▶ _REQUESTS_:
A – From the SPARQL DISTINCT thread, reproduce the text between "On 5/24/11 3:33" and "so to speak.", inclusive.
B – Using the SPARQL DISTINCT thread, decide whether each statement agrees with it, answering yes or no and quoting the words that settle it: (i) The SPARQL reference is quoted as saying that duplicates are removed before limit or offset is applied. (ii) Kingsley says the DBMS cost of finding out that later encounters exist is zero. (iii) Curran's earlier message says the query runs on the public DBPedia endpoint once a limit is added.

▶ _GIVEN PASSAGE_:
On 5/24/11 3:33 PM, Curran Kelleher wrote:
Hi Kingsley,

Thanks for your clarification, but I don't understand why 'first encounter != distinct'. I was thinking that DISTINCT just causes duplicate solutions to be excluded from the result set, just like DISTINCT in SQL.

Yes, but you are speaking about a result set with a Distinct item rather than a solution to the question: Find me all distinct properties in a 3-tuple, then chop my solution down to a single record, so to speak.

The SPARQL reference states <http://www.w3.org/TR/rdf-sparql-query/#modDistinct> "The DISTINCT solution modifier eliminates duplicate solutions.

Yes, but that isn't contrary to the point above.

Specifically, each solution that binds the same variables to the same RDF terms as another solution is eliminated from the solution set." This sounds like a first encounter would be added to the result set, and any subsequent encounters would simply not be added to the result set.

Yes, but to a the DBMS cost of figuring out that subsequent encounters exist != 0.

In my (probably naiive) understanding, when the engine sees a solution that has not yet been added to the result set, the engine would add it to the result set. At that point with our example query, the LIMIT would be reached and the result could be returned without traversing any more triples. Am I missing something?

Digest my comments above re. actual cost-optimization matter. It isn't 0 and it isn't just a case of first match.

Is there some reason why the engine would need to compute the entire result set with before applying the limit? Granted, the SPARQL reference says "duplicates are eliminated before either limit or offset is applied", but this is in terms of the abstract result set specification and can be optimized around (i.e. check the LIMIT condition after adding each solution to the result set) without changing the correctness of the results returned. Thanks again!

The delta you see when comparing SPARQL queries with or without DISTINCT == the cost of determining DISTINCT condition is True via query optimizer.

Kingsley

Best regards,
Curran

On Tue, May 24, 2011 at 1:16 PM, Kingsley Idehen <kide...@openlinksw.com <mailto:kide...@openlinksw.com>> wrote:

    On 5/24/11 1:08 PM, Curran Kelleher wrote:
    Greetings,

    The problem remains, the following query doesn't execute on the
    public DBPedia endpoint
    
<http://dbpedia.org/snorql/?query=select+distinct+%3Fproperty+where+%7B%0D%0A+++++%3Fs+%3Fproperty+%3Fo.%0D%0A%7D+limit+1>,
    even with a limit:

    select distinct ?property where {
         ?s ?property ?o.

▶ _DATA EXTRACT_:
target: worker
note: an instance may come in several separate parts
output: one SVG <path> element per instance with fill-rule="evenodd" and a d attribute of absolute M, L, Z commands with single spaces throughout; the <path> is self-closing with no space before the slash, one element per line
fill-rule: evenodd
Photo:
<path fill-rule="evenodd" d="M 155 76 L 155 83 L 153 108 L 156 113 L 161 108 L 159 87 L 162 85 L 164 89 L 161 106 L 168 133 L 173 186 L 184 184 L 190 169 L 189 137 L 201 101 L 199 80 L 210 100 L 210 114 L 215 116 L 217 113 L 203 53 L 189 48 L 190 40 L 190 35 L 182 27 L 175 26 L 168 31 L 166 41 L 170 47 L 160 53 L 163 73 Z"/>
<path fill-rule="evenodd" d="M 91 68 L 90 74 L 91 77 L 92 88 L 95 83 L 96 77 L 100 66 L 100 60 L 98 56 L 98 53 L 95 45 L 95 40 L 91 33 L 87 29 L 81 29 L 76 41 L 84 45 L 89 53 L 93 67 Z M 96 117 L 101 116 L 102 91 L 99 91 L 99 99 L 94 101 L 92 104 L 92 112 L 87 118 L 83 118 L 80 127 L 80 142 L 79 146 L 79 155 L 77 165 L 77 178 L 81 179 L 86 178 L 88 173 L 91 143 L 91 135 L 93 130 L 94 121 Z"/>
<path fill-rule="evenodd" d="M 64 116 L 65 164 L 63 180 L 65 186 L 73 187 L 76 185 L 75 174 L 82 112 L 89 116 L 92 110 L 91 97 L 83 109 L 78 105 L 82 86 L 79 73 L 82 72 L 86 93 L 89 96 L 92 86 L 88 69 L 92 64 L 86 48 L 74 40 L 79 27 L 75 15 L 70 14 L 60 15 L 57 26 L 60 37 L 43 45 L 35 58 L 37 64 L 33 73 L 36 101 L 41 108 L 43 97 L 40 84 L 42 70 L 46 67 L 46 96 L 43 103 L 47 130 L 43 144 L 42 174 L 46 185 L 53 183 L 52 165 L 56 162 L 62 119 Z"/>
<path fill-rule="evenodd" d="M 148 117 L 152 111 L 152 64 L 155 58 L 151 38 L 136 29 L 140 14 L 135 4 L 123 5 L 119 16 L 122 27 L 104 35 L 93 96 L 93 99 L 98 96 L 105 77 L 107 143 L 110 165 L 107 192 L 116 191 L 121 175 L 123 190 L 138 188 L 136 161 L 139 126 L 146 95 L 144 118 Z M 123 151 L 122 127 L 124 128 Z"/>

▶ _SOLUTIONS BELOW_:
A –
On 5/24/11 3:33 PM, Curran Kelleher wrote:
Hi Kingsley,

Thanks for your clarification, but I don't understand why 'first encounter != distinct'. I was thinking that DISTINCT just causes duplicate solutions to be excluded from the result set, just like DISTINCT in SQL.

Yes, but you are speaking about a result set with a Distinct item rather than a solution to the question: Find me all distinct properties in a 3-tuple, then chop my solution down to a single record, so to speak.

B –
(i) Yes: "duplicates are eliminated before either limit or offset is applied"
(ii) No: "cost of figuring out that subsequent encounters exist != 0"
(iii) No: "even with a limit"